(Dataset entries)
******************************
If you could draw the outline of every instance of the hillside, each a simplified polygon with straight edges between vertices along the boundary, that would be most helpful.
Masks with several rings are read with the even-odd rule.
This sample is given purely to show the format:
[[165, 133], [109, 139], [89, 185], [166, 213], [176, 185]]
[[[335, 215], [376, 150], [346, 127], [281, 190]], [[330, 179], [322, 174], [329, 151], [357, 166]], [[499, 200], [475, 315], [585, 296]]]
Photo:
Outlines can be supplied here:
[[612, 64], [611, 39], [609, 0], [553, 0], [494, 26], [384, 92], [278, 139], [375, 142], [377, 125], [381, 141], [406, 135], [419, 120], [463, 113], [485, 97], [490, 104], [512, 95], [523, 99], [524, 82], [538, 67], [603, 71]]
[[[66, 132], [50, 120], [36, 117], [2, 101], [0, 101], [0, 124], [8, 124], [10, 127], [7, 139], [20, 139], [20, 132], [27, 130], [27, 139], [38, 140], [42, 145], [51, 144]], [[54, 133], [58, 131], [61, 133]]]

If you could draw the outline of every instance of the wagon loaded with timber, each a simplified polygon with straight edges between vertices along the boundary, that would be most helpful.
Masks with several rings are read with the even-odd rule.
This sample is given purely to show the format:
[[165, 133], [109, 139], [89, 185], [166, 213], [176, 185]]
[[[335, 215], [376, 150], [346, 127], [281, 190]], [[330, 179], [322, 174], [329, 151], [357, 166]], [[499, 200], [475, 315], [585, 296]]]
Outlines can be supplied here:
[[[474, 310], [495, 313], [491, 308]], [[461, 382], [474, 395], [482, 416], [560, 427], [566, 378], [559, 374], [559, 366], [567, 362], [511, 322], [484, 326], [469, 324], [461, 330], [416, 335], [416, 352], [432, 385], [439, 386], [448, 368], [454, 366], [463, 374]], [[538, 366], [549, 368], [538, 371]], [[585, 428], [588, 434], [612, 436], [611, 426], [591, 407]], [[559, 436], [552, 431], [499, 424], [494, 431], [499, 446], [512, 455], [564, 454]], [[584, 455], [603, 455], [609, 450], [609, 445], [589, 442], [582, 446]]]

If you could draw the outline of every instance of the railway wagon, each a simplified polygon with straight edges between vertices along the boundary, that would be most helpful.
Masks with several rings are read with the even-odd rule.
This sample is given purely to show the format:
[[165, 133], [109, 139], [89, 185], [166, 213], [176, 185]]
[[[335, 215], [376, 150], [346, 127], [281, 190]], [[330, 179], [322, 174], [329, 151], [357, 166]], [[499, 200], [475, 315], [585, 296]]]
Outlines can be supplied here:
******************************
_WHAT YOU SHOULD DO_
In full and verbatim, transcribe the data.

_TASK OUTPUT_
If you could draw the outline of every instance of the hillside, each a simplified polygon with straight edges between vertices along the boundary, that would be most helpful.
Masks with several rings are read with the even-odd rule.
This sample is given purely to show the format:
[[165, 133], [109, 139], [89, 185], [166, 213], [176, 185]]
[[[335, 215], [376, 150], [346, 127], [281, 190]], [[330, 179], [322, 174], [329, 151], [357, 166]], [[499, 200], [475, 315], [585, 296]]]
Photo:
Outlines can be supplied here:
[[612, 64], [611, 39], [609, 0], [553, 0], [494, 26], [384, 92], [278, 139], [375, 142], [377, 125], [381, 141], [406, 135], [419, 120], [463, 113], [485, 97], [490, 104], [512, 95], [523, 99], [524, 82], [538, 67], [603, 71]]
[[[66, 132], [50, 120], [36, 117], [2, 101], [0, 101], [0, 124], [8, 124], [10, 127], [7, 139], [20, 139], [20, 132], [27, 130], [27, 139], [38, 140], [42, 145], [51, 144]], [[54, 133], [58, 131], [61, 133]]]

If you could draw the outline of every instance of the wagon loaded with timber, each a simplified polygon with straight edges between vertices along the boundary, that would be most helpful.
Masks with several rings are read with the even-odd rule.
This sample is given purely to show the format:
[[165, 133], [109, 139], [89, 185], [166, 213], [176, 185]]
[[[335, 215], [376, 150], [346, 127], [281, 190]], [[330, 179], [322, 174], [329, 151], [357, 166]], [[499, 200], [475, 315], [585, 296]]]
Outlines can be supplied here:
[[[474, 310], [495, 313], [491, 308]], [[461, 382], [474, 395], [482, 416], [560, 427], [566, 378], [559, 374], [559, 366], [567, 362], [511, 322], [484, 326], [469, 324], [461, 330], [416, 335], [416, 352], [432, 385], [439, 386], [448, 368], [454, 366], [463, 374]], [[538, 366], [549, 368], [538, 371]], [[585, 428], [588, 434], [612, 436], [611, 426], [591, 407]], [[559, 436], [552, 431], [499, 424], [494, 431], [499, 446], [512, 455], [564, 454]], [[584, 455], [603, 455], [609, 450], [609, 445], [589, 442], [582, 446]]]

If you could draw the outline of every instance of the railway wagon, each a simplified polygon with straight edges between vertices along the boundary, that would be most helpful.
Masks with several rings are read with the even-odd rule.
This sample is given purely to show the format:
[[165, 133], [109, 139], [89, 185], [166, 213], [176, 185]]
[[[335, 215], [376, 150], [346, 127], [281, 190]], [[330, 179], [322, 174], [329, 151], [357, 166]], [[499, 200], [475, 315], [585, 296]]]
Outlines can be supplied here:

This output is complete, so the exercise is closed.